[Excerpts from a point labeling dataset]

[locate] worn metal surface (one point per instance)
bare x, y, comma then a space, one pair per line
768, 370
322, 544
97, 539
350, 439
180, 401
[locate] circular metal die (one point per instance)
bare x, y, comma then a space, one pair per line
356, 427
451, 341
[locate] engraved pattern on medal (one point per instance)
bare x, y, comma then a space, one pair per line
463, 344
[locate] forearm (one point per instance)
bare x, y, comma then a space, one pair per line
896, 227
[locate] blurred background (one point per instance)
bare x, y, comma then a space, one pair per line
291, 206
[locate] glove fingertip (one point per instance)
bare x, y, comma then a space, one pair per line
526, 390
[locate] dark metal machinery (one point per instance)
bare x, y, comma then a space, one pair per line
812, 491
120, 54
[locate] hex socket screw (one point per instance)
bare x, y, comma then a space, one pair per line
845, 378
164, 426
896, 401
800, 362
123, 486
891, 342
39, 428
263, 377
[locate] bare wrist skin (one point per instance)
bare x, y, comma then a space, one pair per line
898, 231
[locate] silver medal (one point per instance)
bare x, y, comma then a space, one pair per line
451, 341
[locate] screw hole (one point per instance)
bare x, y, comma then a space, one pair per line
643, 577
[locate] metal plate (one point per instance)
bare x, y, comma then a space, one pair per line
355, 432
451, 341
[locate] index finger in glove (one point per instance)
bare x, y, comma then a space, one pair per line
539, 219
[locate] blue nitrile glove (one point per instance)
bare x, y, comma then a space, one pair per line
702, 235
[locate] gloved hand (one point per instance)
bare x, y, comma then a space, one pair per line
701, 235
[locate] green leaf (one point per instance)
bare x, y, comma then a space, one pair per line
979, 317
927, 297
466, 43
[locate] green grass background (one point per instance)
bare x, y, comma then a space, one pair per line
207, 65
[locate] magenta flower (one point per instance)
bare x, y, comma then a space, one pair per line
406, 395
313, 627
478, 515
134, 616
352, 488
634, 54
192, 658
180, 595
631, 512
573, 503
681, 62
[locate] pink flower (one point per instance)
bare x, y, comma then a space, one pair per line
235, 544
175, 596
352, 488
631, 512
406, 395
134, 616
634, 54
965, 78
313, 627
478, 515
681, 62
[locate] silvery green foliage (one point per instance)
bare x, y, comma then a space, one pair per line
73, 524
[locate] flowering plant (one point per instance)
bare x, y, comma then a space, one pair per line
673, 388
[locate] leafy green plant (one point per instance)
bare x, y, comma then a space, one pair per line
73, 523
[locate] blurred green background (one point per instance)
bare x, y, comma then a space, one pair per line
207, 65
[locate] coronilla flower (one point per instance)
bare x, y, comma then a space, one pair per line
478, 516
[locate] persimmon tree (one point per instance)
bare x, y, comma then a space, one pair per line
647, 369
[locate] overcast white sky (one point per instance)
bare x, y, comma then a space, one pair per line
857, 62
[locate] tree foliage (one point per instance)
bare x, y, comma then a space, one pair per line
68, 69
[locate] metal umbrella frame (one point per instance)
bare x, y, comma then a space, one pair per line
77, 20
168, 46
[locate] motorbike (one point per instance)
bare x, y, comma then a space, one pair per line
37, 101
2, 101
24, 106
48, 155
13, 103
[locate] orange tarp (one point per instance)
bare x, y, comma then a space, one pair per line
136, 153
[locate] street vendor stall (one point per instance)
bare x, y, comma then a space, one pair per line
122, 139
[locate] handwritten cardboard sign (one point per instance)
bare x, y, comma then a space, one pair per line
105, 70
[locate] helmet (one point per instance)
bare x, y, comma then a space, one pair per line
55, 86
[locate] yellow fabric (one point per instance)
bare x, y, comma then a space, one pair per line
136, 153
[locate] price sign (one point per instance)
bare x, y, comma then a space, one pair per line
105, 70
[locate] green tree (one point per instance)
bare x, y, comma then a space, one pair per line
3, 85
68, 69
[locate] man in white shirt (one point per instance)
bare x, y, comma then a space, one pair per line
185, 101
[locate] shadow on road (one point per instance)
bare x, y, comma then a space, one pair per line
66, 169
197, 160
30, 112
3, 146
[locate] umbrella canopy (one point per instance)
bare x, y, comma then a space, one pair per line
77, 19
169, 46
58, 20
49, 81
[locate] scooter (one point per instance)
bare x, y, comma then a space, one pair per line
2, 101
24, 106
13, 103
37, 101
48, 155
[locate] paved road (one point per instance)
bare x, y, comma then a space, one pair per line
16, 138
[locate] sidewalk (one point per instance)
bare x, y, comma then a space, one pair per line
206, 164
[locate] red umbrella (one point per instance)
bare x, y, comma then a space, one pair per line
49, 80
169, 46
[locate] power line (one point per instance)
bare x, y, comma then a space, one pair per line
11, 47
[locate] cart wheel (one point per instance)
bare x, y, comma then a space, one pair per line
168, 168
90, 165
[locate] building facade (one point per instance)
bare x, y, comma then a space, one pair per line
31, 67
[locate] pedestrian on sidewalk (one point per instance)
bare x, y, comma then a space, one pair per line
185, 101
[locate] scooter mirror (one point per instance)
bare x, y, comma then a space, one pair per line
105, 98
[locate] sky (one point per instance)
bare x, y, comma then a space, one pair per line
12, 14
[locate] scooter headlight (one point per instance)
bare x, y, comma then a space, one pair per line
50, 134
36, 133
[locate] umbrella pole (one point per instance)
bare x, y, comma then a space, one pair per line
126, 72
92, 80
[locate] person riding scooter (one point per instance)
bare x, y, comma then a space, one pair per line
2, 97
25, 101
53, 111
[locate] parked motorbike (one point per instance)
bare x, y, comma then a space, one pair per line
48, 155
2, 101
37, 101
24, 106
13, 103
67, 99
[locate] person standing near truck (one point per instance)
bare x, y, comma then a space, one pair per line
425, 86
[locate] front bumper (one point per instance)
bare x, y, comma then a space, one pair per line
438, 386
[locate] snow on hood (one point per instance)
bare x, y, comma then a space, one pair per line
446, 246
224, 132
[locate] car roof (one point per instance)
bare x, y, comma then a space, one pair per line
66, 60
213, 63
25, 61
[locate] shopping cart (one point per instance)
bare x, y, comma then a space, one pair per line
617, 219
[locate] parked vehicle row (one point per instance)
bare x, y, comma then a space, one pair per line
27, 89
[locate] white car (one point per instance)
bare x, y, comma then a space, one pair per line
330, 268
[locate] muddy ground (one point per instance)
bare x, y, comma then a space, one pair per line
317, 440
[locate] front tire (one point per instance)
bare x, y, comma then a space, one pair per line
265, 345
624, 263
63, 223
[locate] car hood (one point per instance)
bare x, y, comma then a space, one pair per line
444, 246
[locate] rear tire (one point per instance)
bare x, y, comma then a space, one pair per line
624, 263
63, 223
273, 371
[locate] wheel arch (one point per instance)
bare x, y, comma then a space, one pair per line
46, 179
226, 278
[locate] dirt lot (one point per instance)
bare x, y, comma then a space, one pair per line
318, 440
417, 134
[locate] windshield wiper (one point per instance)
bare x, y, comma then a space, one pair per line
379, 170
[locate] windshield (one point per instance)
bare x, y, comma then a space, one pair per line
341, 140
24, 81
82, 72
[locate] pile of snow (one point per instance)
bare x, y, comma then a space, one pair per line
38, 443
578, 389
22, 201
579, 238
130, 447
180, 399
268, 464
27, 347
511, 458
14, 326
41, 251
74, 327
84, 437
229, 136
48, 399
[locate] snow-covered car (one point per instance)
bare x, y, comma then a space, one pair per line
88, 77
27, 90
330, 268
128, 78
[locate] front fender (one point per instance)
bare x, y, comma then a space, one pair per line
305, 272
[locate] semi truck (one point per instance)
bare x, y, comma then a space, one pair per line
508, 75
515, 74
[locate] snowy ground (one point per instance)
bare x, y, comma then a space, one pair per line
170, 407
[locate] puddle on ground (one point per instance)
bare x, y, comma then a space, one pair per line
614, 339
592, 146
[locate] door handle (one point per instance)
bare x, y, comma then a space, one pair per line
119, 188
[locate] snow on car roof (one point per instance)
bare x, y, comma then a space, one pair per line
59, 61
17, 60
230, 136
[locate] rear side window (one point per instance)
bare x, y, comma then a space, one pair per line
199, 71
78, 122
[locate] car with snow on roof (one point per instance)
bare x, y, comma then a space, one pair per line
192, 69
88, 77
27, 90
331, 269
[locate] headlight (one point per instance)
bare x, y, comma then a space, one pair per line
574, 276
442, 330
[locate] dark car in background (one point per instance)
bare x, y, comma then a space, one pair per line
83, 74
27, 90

# [SHORT TASK]
Return everything in the material above from the line containing "[locate] dark car" down to the end, both ends included, copied without any change.

# [SOLUTION]
[locate] dark car in background (one point per instance)
bare x, y, comma then a space, one pair per line
83, 74
27, 90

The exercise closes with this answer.